O BOSQUE DO AMOR
Somos um bosque. E um bosque dentro dos bosques. Bosque de folhas caducas e perenes, do castanho da terra ou do alto verde, das árvores erguidas mas também das árvores queimadas ou cortadas, derrubadas. Árvores que fazem a união entre a terra e o céu. Árvores debaixo das quais nos abrigamos ou recebemos a iluminação, ou árvores através das quais recebemos o relâmpago da morte. Árvores da crucificação.
Escreveu BERNARDO DE CLARAVAL, o grande impulsionador da Ordem dos Templários:
“ Acredita em mim, aprenderás mais lições nos bosques do que em livros. As árvores e as pedras ensinar-te-ão aquilo que não poderás aprender dos mestres.”
E revelava Lamartine, em “Imortalidade”: “Deus escondido…a natureza é o teu templo.”
Fazer um filho, plantar uma árvore, escrever um livro, é o destino a que cada homem, cada mulher aspira. E aqui estamos perante um livro, um filho, uma árvore do bosque de Maria.
Neste bosque tudo é simbólico, porque simultaneamente imaginário e real. O símbolo é um esforço do homem para conhecer, fixar e, em última análise, determinar o mundo.
Não são símbolos os instrumentos e as palavras que os magos usam para contactarem com os espíritos?
E a verdadeira poesia, como a que escreve Maria Azenha, não é mais do que uma aspiração à magia.
Por outro lado, conhecimento, fixação e domínio são os fins das ordens iniciáticas e, por isso, e porque aspiram ao conhecimento de que só os iluminados e os magos são portadores, as ordens iniciáticas são também ordens simbólicas e filosóficas. Através dos símbolos, os obreiros das ordens iniciáticas evocam e invocam o mundo. E Maria é uma obreira que evoca e invoca o mundo através do simbolismo do bosque das palavras, através do poema.
“ de amor ardem os bosques” é o título desta obra poética de Maria. Com letras todas minúsculas, em sinal de humildade da obreira.
A palavra amor é a chave da obra. Porque o amor é a chave que nos abre o mundo, a palavra secreta que nos permite penetrar no bosque que se encontra dentro de nós mesmos e no bosque do mundo.
Como escreveu Dante na sua COMÉDIA, e já tinha escrito Boécio em A CONSOLAÇÃO DA FILOSOFIA, só o amor une o universo.
O amor está intensamente ligado ao fogo, símbolo da destruição e também da criação. O fogo é o símbolo da presença de Deus junto do homem. Foi através da sarça ardente que o Deus dos judeus se manifestou a Moisés. E Deus é o Amor, que como diziam Boécio e Dante, une o sol e as estrelas.

▶ _OBJETIVO A_: No texto sobre o bosque do amor, qual é o título da obra poética de Maria?
▶ _OBJETIVO B_: Reescreve o trecho do texto sobre o bosque do amor começando em "E a verdadeira" e terminando em "através do poema.", com "magia" trocado por "feitiçaria".
▶ _OBJETIVO C_: Dá seguimento ao texto sobre o bosque do amor a partir do ponto em que termina.

Parte de um ficheiro de dados:
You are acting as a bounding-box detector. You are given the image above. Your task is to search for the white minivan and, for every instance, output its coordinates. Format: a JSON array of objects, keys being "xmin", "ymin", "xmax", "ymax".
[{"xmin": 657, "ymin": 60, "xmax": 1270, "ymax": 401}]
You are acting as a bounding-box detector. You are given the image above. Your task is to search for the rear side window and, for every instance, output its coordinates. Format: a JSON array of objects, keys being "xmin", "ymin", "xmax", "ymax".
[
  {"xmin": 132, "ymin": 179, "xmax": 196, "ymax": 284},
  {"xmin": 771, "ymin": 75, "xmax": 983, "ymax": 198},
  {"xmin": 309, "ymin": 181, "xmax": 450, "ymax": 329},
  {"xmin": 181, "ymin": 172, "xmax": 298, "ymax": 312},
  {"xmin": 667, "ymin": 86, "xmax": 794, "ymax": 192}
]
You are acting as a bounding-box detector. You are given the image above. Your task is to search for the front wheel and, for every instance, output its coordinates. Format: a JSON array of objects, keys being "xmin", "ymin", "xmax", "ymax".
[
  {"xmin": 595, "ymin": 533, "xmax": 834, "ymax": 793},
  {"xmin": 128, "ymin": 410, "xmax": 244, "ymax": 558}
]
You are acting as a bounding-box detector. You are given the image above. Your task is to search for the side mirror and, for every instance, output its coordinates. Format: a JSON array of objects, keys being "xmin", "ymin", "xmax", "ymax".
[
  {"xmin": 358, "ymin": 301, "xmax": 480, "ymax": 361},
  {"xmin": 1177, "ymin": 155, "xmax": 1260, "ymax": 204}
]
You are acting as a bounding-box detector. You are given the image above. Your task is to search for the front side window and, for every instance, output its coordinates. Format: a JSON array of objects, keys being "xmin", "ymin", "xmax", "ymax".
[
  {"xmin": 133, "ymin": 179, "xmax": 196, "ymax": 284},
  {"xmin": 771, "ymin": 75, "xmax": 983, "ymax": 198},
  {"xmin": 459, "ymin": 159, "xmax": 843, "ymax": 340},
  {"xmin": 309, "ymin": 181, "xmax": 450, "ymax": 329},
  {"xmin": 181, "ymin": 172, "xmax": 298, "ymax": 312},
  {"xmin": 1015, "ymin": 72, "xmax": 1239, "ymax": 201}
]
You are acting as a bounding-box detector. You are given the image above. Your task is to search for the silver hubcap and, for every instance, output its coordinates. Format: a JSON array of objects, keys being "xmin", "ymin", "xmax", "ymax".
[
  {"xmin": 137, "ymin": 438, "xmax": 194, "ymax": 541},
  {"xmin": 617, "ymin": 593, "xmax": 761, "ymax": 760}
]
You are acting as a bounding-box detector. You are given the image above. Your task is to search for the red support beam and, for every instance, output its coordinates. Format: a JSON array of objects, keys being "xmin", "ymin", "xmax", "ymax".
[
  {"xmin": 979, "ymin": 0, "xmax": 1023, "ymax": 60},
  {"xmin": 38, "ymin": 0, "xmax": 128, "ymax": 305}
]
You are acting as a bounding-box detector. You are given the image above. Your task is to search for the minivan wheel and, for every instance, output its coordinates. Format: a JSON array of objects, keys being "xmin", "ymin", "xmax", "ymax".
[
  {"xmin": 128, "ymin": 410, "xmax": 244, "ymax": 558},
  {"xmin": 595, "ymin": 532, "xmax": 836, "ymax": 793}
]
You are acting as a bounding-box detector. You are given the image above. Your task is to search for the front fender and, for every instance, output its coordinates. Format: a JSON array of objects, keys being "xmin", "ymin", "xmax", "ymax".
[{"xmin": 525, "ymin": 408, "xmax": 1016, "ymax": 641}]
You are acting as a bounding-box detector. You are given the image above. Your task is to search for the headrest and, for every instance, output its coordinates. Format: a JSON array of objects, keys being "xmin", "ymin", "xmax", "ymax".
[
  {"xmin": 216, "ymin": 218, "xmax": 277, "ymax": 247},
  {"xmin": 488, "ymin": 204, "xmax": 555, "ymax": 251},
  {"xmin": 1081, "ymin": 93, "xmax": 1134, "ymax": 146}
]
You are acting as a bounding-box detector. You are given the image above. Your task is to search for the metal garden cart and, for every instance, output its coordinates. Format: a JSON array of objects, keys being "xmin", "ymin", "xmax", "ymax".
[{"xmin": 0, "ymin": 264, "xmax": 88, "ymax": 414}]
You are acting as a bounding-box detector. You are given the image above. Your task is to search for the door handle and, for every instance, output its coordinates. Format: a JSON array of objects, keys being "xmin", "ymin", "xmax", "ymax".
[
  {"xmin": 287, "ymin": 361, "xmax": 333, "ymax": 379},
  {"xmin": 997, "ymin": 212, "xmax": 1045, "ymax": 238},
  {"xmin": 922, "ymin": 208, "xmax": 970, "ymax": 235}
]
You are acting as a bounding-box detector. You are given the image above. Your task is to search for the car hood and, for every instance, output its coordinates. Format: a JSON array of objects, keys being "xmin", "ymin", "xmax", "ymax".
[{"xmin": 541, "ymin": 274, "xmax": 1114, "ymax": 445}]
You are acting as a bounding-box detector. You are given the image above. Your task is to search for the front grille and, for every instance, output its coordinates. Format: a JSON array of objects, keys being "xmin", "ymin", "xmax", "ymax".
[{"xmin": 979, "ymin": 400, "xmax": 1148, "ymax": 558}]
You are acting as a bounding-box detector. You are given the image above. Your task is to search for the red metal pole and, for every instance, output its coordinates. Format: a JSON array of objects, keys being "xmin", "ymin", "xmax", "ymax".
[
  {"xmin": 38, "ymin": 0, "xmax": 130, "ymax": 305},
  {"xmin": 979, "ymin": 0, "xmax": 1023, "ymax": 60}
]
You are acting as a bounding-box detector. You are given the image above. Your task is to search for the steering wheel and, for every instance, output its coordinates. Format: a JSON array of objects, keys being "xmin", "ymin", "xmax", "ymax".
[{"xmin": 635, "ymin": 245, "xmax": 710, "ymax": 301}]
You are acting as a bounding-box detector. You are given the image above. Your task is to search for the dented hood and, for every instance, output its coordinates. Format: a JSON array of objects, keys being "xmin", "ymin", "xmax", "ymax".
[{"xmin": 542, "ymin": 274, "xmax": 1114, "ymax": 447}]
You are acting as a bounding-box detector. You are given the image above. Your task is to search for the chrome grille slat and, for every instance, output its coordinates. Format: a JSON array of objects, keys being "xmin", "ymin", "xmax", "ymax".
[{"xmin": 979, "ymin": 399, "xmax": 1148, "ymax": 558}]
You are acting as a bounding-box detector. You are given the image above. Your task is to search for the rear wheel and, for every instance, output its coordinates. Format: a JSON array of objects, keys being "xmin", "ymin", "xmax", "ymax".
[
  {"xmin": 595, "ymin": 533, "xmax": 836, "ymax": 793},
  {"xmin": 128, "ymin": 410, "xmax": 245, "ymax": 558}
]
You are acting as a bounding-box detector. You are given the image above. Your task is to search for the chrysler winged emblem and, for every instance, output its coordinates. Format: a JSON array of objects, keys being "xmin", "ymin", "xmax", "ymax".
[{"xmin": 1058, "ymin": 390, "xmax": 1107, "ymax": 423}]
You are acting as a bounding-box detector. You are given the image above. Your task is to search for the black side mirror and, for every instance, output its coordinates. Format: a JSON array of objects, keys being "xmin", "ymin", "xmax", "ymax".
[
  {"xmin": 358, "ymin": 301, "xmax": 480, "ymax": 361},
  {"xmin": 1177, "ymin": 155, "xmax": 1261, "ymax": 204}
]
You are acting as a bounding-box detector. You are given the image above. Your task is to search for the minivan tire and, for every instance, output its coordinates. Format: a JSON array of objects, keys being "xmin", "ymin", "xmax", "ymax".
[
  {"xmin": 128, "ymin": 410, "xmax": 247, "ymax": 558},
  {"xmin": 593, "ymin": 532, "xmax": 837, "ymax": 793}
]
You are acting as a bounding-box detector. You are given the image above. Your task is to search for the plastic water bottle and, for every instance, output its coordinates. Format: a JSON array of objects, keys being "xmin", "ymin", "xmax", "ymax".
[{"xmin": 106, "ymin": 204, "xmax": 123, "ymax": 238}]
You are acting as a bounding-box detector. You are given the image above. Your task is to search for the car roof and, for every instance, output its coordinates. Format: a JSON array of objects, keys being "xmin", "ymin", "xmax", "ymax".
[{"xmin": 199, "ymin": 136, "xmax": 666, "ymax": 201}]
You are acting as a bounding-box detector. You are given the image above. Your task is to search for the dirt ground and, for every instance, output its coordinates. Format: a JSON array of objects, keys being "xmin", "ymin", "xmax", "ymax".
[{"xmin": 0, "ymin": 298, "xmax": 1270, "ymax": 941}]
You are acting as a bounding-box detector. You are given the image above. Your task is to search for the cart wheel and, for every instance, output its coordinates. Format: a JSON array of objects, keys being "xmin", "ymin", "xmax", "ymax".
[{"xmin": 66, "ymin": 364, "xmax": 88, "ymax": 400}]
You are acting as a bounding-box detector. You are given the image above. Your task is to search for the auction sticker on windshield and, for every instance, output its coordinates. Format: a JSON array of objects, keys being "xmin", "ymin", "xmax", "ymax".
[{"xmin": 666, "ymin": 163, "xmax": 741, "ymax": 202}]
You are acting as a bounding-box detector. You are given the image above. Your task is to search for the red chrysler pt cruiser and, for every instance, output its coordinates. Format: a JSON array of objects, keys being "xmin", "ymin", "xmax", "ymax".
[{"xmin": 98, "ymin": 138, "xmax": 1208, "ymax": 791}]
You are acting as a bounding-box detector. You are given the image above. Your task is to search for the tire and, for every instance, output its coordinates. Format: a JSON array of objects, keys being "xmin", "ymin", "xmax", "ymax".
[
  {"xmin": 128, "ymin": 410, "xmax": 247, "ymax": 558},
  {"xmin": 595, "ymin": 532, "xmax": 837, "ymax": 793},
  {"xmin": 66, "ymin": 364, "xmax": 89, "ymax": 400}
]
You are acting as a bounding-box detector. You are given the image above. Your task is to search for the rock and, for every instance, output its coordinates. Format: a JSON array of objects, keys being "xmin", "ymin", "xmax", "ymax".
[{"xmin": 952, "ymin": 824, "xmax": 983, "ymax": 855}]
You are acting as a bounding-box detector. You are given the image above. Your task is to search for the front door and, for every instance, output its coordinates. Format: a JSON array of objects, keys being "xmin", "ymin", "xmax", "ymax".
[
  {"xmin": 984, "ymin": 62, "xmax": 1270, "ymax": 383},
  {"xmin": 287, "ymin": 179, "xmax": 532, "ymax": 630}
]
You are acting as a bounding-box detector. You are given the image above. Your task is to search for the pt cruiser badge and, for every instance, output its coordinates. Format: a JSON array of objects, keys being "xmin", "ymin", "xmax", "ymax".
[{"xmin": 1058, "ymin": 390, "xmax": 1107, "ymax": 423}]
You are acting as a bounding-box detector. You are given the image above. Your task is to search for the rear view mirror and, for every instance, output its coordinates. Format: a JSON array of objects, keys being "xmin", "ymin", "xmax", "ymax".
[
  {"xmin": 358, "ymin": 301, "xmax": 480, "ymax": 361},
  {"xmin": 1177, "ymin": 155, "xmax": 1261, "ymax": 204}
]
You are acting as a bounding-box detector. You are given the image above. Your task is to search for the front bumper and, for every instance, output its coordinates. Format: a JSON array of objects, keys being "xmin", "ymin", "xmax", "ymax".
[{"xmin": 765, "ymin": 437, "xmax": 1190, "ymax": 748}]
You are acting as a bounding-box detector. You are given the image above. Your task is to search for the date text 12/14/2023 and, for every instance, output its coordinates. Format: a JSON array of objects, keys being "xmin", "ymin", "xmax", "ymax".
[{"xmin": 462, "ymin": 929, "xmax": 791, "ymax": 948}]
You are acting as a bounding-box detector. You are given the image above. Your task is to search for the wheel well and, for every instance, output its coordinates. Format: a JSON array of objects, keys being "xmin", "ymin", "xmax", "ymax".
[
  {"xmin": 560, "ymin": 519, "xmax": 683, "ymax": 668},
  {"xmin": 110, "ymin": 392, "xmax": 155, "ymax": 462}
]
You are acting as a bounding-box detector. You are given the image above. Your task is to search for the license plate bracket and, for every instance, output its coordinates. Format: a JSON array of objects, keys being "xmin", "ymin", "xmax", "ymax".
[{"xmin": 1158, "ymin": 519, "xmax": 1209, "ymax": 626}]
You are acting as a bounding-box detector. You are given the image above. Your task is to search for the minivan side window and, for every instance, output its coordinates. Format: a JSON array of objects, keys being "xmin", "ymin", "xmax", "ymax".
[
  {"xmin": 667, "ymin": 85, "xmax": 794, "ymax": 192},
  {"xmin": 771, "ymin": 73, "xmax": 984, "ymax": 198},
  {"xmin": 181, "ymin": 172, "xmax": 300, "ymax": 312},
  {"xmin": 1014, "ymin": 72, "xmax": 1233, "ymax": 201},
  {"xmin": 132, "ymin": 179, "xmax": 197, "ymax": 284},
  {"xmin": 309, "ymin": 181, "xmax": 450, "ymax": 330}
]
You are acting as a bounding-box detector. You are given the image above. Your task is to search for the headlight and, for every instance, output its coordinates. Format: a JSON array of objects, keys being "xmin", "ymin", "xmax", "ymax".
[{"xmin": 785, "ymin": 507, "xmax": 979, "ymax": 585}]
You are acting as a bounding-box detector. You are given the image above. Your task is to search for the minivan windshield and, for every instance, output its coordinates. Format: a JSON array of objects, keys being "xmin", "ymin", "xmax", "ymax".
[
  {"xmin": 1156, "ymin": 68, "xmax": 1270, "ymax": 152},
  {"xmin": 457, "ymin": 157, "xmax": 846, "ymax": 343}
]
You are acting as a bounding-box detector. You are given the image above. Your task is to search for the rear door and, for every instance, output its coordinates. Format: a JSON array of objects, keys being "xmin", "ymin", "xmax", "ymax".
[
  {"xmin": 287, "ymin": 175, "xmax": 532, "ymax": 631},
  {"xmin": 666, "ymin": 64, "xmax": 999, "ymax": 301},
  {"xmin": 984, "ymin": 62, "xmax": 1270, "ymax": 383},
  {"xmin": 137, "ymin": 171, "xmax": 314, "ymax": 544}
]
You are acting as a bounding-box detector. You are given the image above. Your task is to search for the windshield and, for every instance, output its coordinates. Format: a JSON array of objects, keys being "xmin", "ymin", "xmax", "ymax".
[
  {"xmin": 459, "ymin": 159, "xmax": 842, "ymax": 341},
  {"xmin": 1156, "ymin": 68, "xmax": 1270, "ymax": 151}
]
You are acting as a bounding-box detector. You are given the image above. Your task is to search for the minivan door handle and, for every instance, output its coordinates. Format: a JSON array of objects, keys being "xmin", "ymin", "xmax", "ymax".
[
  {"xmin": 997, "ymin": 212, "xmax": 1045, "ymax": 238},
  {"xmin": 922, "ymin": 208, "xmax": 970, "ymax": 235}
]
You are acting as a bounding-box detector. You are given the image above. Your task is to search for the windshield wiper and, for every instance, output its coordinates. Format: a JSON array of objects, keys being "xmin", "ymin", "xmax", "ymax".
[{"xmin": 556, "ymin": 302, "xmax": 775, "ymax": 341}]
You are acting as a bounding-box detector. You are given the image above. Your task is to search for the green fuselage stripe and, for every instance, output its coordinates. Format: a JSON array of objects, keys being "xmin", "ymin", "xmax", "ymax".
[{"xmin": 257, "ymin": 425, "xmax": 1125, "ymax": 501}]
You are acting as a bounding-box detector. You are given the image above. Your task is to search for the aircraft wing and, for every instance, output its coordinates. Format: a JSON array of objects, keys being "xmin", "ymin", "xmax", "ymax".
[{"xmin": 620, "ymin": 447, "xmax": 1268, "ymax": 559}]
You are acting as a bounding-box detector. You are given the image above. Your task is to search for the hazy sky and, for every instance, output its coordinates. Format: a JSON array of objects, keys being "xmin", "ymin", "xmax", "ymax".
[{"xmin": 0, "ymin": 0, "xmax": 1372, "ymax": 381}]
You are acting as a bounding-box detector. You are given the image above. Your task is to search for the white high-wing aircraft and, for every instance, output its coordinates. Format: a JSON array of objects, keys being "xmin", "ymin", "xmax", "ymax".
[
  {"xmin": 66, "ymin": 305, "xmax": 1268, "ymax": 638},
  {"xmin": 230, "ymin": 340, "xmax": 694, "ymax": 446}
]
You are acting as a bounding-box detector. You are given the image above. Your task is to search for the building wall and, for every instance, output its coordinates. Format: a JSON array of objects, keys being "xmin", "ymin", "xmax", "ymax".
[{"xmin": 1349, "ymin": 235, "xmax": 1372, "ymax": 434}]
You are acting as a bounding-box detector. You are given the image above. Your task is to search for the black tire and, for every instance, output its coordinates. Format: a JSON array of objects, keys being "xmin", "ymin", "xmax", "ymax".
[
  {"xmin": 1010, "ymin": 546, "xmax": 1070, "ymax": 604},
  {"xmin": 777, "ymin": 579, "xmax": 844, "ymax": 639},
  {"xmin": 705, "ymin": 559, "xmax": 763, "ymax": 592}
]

▶ _RESPOSTA A_: O título é "de amor ardem os bosques".

▶ _RESPOSTA B_:
E a verdadeira poesia, como a que escreve Maria Azenha, não é mais do que uma aspiração à feitiçaria.
Por outro lado, conhecimento, fixação e domínio são os fins das ordens iniciáticas e, por isso, e porque aspiram ao conhecimento de que só os iluminados e os magos são portadores, as ordens iniciáticas são também ordens simbólicas e filosóficas. Através dos símbolos, os obreiros das ordens iniciáticas evocam e invocam o mundo. E Maria é uma obreira que evoca e invoca o mundo através do simbolismo do bosque das palavras, através do poema.

▶ _RESPOSTA C_:
O fogo é ainda o símbolo da sabedoria, da iluminação. Foi através de línguas de fogo que a luz de Deus entrou nos doze apóstolos. O alquimista cria a imortalidade no fogo do seu fornilho.
O fogo que ilumina “ de amor ardem os bosques” é o fogo alquímico do amor que transforma o interior do homem, o seu bosque.
Esta obra de Maria inicia-se com uma citação do nominalista Guilherme de Occam: “ O homem só muito lentamente aprende o seu nome.”
A citação é também simbólica. Guilherme de Occam, o grande, talvez o maior nominalista, foi o filósofo que libertou as palavras das coisas a que Platão e o cristianismo platónico as tinham aprisionado. O monge franciscano de Occam teve a humildade e a pobreza como princípios de vida e a liberdade como ideal sagrado e único caminho que leva o homem a conhecer-se a si mesmo como estava escrito no frontão de Delfos, a conhecer o seu próprio nome. A viagem através dos bosques é penosa, assustadora. Mas só através dela poderemos conhecer o nosso próprio nome.
Maria divide a sua obra em cinco partes, que denomina folhas, porque as folhas são as partes do bosque que simultaneamente são um ente em si, símbolo do reino vegetal, mas também a parte de onde o ramo, a árvore e o bosque retiram o seu sentido e prosperidade, pois que é das folhas que à árvore vem a vida, através do ar, esse elemento essencial ao fogo.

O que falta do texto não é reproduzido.